* _WHAT YOU ARE ASKED TO DO_
Pull out each line of the records below that contains the string "beige" and copy it in full.

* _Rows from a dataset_
Begin
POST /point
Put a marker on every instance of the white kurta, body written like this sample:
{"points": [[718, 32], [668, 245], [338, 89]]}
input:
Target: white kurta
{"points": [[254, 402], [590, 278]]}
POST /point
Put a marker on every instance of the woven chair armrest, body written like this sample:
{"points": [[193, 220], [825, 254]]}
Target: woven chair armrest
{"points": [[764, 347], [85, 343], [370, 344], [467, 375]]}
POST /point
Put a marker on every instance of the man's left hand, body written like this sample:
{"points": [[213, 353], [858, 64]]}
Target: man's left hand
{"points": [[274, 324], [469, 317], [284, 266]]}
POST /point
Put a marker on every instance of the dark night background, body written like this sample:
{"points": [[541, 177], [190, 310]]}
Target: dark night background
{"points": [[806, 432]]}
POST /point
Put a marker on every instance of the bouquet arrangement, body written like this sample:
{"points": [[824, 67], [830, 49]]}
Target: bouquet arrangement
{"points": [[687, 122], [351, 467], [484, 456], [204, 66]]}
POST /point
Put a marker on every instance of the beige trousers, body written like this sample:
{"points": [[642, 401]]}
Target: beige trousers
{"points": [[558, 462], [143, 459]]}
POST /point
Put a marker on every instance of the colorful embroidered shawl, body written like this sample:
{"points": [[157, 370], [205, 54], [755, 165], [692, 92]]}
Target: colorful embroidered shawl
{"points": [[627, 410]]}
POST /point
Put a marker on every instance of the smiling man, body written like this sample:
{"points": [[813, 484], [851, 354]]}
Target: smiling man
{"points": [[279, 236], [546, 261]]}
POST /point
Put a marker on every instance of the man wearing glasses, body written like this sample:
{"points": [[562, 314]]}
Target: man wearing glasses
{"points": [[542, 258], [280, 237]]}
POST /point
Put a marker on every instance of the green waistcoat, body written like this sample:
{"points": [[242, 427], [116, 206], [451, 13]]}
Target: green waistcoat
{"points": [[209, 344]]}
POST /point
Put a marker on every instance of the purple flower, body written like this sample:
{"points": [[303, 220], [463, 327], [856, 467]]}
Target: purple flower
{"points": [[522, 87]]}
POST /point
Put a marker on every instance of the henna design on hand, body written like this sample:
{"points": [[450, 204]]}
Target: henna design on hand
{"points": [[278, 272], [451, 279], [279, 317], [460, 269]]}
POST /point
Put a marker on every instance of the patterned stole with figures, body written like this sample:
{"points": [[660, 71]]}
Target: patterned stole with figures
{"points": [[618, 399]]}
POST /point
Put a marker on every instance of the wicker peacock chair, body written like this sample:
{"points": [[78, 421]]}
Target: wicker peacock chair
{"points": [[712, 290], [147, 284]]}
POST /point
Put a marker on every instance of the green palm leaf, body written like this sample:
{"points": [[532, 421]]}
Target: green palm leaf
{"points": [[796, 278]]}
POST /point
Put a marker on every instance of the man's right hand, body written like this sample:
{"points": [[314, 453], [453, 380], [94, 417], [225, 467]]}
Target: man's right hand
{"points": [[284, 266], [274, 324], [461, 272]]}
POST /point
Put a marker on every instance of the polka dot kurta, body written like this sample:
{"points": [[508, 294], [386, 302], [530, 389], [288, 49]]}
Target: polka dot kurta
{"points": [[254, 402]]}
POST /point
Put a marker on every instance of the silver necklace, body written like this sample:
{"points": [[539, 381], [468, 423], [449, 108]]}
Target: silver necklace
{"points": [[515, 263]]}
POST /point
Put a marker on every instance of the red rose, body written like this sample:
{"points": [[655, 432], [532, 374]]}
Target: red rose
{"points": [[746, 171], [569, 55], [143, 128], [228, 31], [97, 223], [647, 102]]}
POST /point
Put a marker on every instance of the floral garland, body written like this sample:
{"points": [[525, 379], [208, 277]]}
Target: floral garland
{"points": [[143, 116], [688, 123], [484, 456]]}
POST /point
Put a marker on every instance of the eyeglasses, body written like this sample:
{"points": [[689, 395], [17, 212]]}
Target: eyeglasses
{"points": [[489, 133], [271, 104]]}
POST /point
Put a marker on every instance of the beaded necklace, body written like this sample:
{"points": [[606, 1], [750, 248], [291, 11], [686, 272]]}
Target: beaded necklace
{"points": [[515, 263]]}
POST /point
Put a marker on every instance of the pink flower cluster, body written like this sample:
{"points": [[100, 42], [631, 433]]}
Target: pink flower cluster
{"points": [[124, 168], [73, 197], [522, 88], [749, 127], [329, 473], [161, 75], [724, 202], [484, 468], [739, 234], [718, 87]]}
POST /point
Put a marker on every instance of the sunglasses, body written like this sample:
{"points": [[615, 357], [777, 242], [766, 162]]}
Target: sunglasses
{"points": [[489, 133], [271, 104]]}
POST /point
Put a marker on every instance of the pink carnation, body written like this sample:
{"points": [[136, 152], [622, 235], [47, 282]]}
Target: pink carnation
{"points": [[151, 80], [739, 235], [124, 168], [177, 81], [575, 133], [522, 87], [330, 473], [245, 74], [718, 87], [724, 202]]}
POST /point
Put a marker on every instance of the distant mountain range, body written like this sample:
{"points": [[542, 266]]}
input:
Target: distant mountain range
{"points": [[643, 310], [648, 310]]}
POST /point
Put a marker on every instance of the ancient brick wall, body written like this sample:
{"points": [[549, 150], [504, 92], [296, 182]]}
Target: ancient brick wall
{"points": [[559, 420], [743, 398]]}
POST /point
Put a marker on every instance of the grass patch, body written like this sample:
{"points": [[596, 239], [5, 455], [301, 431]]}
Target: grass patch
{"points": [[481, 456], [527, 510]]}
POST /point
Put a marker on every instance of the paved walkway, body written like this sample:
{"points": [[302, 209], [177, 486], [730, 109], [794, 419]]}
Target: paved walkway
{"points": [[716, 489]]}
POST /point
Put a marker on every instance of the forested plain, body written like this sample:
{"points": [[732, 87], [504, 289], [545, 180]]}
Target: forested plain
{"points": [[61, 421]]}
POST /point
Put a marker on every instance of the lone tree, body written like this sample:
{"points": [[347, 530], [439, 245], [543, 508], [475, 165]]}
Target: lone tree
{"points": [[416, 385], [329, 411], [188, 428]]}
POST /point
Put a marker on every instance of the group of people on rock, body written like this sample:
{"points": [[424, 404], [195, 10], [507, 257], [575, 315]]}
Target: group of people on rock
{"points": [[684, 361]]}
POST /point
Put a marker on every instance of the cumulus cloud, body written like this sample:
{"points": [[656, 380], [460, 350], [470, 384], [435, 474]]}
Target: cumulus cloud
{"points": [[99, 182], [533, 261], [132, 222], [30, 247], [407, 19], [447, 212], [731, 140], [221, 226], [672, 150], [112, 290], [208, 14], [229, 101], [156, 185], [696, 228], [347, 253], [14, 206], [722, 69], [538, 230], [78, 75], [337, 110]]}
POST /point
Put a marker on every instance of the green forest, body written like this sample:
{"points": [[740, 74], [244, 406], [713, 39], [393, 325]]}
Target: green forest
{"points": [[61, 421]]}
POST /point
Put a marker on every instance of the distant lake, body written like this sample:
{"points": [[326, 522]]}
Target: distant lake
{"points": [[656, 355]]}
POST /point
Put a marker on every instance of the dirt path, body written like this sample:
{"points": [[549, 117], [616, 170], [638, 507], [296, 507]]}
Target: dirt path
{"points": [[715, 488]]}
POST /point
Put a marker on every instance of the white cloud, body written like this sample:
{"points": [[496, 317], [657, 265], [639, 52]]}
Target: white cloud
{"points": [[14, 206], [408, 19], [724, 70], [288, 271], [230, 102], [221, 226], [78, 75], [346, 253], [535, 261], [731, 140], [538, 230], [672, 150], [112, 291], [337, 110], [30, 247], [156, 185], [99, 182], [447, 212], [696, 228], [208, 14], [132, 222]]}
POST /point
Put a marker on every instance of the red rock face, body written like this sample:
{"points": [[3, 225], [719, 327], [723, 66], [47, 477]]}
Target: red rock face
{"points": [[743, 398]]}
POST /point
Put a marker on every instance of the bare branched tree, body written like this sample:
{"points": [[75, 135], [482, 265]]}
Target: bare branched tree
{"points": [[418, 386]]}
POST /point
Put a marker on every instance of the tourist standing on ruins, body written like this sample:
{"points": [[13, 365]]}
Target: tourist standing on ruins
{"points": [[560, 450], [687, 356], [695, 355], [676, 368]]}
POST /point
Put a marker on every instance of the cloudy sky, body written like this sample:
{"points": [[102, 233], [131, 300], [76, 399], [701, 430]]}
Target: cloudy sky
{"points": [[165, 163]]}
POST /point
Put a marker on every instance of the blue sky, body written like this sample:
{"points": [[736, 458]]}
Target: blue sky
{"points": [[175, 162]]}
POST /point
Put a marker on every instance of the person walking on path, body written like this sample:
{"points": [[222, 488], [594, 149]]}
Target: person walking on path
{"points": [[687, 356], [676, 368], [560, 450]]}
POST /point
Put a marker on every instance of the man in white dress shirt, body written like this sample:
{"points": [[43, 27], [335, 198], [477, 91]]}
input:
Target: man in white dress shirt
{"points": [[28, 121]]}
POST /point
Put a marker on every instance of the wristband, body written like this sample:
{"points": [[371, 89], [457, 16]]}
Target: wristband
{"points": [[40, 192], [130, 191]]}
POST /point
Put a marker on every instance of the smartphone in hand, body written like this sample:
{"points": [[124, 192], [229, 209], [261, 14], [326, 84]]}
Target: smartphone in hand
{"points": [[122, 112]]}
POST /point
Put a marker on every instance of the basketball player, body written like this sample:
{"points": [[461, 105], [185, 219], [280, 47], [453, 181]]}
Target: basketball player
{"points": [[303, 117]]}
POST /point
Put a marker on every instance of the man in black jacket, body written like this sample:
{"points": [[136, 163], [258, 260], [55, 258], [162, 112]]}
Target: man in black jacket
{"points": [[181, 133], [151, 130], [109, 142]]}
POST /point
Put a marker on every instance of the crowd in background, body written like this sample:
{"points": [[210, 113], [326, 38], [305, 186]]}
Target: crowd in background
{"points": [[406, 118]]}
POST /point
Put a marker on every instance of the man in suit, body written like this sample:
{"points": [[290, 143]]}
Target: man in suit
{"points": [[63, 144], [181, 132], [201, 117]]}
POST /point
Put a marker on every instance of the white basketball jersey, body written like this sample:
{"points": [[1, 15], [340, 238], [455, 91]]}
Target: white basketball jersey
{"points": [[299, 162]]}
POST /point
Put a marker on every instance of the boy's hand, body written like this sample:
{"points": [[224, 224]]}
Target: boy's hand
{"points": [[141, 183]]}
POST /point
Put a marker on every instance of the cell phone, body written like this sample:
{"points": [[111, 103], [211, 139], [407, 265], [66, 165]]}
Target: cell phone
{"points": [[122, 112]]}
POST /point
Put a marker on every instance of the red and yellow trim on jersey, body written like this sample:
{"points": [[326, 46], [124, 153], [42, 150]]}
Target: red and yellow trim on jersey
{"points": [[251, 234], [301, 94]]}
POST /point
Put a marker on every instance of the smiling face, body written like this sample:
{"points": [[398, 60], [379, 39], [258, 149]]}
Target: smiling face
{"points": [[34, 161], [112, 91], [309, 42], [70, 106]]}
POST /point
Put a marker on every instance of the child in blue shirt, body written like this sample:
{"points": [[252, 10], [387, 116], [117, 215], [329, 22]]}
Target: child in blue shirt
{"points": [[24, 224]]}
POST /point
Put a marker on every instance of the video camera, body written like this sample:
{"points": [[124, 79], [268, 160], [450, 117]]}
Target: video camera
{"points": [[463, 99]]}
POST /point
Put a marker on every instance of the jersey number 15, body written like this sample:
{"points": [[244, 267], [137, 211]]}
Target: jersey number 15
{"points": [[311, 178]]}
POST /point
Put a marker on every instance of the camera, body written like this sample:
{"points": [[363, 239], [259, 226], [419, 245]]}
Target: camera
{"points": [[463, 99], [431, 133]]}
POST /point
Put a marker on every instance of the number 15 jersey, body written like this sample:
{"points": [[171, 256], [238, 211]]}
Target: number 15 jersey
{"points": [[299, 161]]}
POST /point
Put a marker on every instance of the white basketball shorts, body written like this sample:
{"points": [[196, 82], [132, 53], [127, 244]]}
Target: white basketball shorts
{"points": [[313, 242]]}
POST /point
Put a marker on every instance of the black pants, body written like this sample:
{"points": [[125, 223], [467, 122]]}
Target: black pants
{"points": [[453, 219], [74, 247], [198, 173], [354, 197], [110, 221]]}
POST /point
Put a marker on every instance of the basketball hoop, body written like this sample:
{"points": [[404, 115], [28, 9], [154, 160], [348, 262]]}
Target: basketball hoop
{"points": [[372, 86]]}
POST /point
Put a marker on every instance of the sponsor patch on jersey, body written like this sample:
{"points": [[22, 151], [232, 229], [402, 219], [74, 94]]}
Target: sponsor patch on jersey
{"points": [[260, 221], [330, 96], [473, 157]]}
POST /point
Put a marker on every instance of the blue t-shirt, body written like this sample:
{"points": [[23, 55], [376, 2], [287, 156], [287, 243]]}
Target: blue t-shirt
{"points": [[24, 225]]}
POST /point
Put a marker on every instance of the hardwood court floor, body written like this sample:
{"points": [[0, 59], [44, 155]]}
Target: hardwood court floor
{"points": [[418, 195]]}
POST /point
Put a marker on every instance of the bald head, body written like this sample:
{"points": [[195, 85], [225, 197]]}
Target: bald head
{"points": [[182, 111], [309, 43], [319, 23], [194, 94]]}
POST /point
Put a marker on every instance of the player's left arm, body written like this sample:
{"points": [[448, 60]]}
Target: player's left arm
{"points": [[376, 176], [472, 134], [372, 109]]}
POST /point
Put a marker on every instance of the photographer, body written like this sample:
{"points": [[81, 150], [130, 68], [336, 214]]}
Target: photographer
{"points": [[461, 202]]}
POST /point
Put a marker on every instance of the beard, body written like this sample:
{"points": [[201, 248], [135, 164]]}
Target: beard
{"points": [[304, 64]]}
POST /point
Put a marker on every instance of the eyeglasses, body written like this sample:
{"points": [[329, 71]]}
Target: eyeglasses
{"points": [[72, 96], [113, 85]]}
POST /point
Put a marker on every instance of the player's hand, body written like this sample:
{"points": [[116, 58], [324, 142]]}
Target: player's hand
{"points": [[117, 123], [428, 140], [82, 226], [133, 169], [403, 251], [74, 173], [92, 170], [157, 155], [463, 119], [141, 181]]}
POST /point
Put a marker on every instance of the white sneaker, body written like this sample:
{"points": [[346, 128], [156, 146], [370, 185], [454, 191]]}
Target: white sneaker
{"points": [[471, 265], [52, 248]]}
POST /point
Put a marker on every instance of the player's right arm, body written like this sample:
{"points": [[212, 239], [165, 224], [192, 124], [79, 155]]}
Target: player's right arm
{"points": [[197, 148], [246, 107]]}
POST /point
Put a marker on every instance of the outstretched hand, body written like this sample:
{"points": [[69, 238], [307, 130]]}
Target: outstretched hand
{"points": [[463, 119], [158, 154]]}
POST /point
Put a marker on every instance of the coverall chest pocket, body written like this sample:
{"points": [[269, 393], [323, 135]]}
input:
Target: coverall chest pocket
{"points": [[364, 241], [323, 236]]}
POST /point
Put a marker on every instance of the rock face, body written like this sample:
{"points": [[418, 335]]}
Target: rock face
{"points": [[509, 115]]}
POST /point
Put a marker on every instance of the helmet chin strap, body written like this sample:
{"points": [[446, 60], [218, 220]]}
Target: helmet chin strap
End
* _ANSWER IN FULL_
Put a marker on every instance of the beige trousers, body written like this sample:
Target: beige trousers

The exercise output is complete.